BEGIN EXCERPTED PASSAGE

Nothing gives me a greater sense of peace when I’m visiting a large frantic historic city
then finding a hidden, off the radar, church…be it big or small…

Ode to the sacred that beckons me to come in…
Coming in to marvel,
to rest,
to wonder
to ponder,
to think,
to pray…

I am drawn in to such places like an iron ball is drawn to a magnet.
With my eyes open wide, usually adjusting to the dim flickering candlelight,
as my head tilts upward, all the while I try to find my balance as I take in the size
and scope of what it is I’ve been drawn in to.

I allow myself to bask in the utter majesty or rest in the pure simplicity of our
Christian roots.

Such was the case in this ancient gothic church constructed in 1320.

I’ll share more about this visit later as there is a beautiful statue of the risen Christ,
flanking the main altar, carved by Michelangelo…along with the beautiful frescoed altar
paintings by Filippino Lippi
(you remember I was an art teacher right??)

END EXCERPTED PASSAGE

> PROBLEM DESCRIPTION
Pick up the reflection on finding hidden churches in busy historic cities and continue it from its last line.

BEGIN SUPPLIED RECORDS

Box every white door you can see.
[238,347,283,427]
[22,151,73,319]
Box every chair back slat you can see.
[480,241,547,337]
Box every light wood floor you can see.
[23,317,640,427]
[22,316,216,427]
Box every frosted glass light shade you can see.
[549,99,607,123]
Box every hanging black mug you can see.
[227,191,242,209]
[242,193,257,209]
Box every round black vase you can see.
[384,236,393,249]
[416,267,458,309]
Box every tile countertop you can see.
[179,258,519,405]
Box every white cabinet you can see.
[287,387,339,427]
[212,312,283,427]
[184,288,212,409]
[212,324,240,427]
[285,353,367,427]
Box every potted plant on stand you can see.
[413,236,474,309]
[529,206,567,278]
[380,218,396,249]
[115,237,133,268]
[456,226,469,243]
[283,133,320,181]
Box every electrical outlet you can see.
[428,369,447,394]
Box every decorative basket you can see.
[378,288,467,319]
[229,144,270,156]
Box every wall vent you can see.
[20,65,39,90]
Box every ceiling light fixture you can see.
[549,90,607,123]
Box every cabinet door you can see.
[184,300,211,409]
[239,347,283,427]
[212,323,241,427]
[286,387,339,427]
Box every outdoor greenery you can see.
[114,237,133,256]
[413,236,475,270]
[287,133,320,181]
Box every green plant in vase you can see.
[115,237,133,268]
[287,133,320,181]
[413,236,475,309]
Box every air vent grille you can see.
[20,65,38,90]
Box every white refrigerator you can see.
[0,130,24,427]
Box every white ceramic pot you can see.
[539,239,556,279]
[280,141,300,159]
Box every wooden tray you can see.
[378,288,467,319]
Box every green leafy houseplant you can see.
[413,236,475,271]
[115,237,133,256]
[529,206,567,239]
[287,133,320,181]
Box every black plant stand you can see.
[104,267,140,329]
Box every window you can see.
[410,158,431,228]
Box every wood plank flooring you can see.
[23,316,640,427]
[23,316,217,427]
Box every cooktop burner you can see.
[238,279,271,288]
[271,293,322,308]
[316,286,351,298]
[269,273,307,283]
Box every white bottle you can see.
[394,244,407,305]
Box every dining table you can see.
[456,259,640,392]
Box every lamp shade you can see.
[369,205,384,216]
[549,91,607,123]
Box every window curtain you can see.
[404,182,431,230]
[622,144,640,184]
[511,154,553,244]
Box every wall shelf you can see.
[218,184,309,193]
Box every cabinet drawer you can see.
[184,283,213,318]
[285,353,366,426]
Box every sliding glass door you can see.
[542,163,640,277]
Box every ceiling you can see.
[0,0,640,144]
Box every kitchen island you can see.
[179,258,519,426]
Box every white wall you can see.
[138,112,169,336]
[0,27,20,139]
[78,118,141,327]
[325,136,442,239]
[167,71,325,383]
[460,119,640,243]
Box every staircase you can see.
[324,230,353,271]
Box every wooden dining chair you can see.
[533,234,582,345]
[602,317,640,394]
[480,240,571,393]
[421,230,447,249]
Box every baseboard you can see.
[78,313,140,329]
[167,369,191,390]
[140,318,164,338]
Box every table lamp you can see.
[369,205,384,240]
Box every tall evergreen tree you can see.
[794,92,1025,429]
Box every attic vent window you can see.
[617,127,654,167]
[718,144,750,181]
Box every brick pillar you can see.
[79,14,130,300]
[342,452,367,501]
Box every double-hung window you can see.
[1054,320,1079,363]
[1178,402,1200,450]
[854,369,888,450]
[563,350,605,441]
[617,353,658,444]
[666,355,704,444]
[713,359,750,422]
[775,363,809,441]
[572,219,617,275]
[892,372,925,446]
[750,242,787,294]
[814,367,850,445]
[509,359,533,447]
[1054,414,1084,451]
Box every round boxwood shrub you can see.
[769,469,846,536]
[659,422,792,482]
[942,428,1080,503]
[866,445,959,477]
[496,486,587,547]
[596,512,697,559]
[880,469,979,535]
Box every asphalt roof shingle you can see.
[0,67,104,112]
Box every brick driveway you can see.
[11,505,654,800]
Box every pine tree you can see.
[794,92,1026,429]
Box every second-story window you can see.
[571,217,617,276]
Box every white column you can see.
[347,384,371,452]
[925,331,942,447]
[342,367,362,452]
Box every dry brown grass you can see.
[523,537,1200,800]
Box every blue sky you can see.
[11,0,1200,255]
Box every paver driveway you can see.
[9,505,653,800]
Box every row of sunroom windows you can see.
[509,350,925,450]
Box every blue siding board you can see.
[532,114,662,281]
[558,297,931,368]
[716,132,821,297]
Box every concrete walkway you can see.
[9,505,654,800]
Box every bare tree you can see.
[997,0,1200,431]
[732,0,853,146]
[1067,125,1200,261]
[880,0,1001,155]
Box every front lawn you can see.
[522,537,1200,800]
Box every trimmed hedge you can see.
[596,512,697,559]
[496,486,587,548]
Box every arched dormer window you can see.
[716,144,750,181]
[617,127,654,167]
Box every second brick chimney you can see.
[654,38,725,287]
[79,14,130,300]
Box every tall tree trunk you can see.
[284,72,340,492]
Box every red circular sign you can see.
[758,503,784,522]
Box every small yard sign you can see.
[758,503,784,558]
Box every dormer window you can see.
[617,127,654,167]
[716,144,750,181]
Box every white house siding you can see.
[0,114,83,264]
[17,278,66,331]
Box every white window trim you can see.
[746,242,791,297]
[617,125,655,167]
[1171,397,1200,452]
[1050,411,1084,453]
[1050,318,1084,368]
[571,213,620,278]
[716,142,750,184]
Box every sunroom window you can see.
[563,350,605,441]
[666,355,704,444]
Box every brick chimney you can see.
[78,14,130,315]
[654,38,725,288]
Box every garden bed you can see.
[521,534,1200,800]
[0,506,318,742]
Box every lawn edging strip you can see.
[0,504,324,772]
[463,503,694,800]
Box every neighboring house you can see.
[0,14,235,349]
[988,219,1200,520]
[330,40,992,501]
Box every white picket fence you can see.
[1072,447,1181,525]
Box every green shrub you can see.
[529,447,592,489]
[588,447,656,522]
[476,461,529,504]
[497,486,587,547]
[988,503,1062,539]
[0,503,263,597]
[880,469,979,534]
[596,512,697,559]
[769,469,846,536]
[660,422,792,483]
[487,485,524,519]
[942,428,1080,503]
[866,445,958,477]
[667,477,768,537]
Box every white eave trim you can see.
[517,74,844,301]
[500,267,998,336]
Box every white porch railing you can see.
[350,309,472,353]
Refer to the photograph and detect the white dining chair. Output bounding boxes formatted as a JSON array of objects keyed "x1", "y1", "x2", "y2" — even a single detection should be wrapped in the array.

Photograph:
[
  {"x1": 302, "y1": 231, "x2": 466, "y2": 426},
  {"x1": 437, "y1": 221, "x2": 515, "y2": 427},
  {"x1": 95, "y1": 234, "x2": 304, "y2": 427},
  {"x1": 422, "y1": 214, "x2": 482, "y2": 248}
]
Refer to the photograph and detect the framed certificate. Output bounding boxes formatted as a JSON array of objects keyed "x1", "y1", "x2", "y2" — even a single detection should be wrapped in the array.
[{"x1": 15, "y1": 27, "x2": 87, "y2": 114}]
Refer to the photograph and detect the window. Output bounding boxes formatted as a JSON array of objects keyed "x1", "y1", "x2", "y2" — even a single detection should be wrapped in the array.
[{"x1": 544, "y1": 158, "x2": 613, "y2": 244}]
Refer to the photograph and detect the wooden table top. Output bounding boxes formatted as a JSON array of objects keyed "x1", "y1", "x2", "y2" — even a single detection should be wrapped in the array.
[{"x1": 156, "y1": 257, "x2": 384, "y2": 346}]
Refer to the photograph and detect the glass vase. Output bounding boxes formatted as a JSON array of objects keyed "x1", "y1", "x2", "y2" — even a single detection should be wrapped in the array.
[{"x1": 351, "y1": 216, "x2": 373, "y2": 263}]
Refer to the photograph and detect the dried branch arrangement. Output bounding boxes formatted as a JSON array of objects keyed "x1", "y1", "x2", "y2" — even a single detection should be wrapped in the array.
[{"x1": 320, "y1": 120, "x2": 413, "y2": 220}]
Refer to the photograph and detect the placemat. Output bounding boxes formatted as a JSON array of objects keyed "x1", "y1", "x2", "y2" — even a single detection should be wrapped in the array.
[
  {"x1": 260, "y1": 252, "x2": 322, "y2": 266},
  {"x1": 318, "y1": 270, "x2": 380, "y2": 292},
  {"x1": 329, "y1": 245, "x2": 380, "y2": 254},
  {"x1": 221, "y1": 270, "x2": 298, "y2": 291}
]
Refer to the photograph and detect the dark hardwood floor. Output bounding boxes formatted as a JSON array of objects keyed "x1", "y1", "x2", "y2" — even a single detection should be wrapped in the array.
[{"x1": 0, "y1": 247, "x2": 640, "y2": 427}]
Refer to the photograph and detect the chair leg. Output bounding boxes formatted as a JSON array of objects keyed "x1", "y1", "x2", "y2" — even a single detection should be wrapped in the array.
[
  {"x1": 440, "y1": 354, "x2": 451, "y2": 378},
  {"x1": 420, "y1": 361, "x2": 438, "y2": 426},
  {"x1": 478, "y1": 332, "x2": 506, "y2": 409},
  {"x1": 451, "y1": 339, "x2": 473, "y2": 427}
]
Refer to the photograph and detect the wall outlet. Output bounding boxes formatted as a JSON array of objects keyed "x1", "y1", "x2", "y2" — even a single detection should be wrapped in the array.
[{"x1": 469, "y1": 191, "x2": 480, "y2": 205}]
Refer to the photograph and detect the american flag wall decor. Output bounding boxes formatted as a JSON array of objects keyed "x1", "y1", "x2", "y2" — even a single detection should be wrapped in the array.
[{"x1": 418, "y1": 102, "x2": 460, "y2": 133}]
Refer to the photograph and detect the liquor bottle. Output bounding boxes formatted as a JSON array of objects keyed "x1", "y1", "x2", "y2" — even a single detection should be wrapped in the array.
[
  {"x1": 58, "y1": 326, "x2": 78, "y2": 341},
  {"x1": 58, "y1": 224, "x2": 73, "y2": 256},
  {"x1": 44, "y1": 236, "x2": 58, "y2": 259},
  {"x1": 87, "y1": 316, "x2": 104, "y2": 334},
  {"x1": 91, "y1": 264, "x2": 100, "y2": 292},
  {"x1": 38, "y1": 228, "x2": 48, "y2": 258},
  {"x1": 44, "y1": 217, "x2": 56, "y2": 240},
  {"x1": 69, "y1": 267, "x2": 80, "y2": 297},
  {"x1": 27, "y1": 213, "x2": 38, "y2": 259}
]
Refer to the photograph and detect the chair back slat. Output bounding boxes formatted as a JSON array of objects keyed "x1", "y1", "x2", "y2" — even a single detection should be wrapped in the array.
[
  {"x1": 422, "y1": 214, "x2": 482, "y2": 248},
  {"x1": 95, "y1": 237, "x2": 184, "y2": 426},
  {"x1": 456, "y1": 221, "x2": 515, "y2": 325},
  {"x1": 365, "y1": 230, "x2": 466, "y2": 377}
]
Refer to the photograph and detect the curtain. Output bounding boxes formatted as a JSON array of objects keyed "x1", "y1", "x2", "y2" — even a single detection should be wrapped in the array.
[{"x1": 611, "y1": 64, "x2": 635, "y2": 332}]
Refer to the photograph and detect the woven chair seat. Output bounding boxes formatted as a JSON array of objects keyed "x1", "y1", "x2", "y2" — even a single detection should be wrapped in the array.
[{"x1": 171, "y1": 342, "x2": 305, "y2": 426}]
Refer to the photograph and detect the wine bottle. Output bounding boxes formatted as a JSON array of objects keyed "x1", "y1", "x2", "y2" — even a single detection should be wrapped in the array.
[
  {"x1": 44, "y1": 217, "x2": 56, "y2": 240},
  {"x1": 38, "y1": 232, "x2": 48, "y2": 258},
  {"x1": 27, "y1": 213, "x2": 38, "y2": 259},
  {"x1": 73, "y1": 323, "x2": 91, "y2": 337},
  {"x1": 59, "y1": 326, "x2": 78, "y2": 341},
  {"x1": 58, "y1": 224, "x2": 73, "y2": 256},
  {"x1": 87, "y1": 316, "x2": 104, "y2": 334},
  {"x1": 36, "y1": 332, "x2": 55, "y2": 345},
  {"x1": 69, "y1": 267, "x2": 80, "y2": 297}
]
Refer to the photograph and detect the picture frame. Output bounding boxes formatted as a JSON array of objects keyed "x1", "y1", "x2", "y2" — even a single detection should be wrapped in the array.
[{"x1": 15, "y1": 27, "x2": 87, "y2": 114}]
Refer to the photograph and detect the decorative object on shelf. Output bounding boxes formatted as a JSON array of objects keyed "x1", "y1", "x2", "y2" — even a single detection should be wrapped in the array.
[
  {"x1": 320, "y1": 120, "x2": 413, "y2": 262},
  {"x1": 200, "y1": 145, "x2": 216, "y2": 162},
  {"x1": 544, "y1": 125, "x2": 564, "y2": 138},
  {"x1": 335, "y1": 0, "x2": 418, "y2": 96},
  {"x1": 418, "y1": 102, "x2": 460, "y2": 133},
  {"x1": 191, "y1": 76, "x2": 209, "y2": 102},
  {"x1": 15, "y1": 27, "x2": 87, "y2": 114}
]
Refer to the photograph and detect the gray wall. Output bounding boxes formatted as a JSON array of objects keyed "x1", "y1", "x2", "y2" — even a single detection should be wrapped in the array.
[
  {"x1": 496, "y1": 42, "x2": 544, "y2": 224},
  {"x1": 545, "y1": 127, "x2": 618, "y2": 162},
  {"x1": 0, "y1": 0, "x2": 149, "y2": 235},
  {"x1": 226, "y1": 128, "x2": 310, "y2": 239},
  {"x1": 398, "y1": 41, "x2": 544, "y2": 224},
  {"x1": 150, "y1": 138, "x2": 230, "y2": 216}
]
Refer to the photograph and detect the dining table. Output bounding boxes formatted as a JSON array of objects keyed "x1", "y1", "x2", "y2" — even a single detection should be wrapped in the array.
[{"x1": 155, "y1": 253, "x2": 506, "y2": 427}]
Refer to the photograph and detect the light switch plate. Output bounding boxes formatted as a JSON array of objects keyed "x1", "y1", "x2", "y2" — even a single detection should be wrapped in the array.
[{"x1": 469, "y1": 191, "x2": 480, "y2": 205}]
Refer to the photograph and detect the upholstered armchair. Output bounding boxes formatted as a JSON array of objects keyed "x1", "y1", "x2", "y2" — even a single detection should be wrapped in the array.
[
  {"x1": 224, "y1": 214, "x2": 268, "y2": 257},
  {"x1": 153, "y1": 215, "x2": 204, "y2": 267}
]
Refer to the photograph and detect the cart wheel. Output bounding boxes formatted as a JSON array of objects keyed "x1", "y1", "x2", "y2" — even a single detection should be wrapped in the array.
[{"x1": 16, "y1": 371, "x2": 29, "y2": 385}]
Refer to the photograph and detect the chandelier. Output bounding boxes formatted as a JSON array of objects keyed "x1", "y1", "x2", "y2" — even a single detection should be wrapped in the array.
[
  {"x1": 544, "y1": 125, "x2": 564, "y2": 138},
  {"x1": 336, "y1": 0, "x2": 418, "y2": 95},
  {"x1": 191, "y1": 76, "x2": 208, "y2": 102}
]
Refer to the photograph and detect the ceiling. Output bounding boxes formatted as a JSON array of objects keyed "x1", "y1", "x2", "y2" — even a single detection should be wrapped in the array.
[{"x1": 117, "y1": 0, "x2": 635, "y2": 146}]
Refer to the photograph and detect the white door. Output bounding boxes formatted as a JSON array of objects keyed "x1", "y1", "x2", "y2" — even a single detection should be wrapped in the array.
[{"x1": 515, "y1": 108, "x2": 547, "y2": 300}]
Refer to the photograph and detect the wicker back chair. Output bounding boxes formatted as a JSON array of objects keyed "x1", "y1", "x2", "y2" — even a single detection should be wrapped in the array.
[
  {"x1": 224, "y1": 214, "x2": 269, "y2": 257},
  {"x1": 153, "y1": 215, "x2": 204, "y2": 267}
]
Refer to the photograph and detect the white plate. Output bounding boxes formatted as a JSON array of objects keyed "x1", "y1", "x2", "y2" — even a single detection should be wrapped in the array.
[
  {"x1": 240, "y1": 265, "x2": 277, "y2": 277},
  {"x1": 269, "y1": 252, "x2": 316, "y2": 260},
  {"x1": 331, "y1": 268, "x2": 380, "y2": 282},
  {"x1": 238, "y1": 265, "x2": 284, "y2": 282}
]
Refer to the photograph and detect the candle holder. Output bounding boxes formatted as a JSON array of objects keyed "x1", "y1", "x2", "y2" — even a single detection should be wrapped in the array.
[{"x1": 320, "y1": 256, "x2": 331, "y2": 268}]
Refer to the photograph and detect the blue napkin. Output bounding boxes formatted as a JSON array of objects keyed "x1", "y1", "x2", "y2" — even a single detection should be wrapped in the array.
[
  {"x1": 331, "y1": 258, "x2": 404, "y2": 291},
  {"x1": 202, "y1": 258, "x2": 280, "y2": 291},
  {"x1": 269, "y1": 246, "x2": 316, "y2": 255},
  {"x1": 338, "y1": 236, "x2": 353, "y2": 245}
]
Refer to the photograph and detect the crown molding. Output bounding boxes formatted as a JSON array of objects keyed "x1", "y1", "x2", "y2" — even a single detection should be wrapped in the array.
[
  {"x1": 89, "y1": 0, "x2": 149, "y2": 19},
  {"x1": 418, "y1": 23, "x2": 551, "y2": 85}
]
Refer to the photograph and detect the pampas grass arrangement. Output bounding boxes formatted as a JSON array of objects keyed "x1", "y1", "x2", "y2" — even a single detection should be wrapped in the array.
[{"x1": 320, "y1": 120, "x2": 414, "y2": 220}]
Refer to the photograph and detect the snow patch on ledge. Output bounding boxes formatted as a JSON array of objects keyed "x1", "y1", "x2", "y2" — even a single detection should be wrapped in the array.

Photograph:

END SUPPLIED RECORDS

> RESPONSE TO THE EXERCISE
I reverently wandered in this cavernous church while the footsteps of both myself
and those who had also come inside..those who were both curious as well as seeking,
echoed throughout the massive sanctuary.

I stopped before each niche and each chapel, studying and soaking in what I saw.
Soaking in the stories, the emotions, the glory, and even the sorrow offered
to those who take the time to look, read, ponder and imagine.

When suddenly I found myself gazing upon what
appeared to be a large collection of various polished white marble statues.

It was actually more like one particular statue that was just one piece of a much larger
carved funerary tomb which held my gaze steadfast.

There were several statues of women and angels.
Large and imposing, they made me feel very small…both physically as well as metaphorically.

One figure, that of a woman who I initially assumed to be Mary, turned her body away from
the viewers, as well as from her fellow statues.

She was covering her face, turning her body, in what appeared to be a
state of anguish or perhaps even shame…
All the while, a small cherub, also known as putti, looked directly at her in a most knowing
and penetrating fashion.

What did he know about this woman?
What had happened?

Yet rather than being a statute of Mary, this woman was actually a portrayal of Justice…
And rather than being a typical blindfolded image of a woman, as Justice is usually depicted,
this statue, designed by Bernini, was portrayed as a woman who seemed consumed by grief.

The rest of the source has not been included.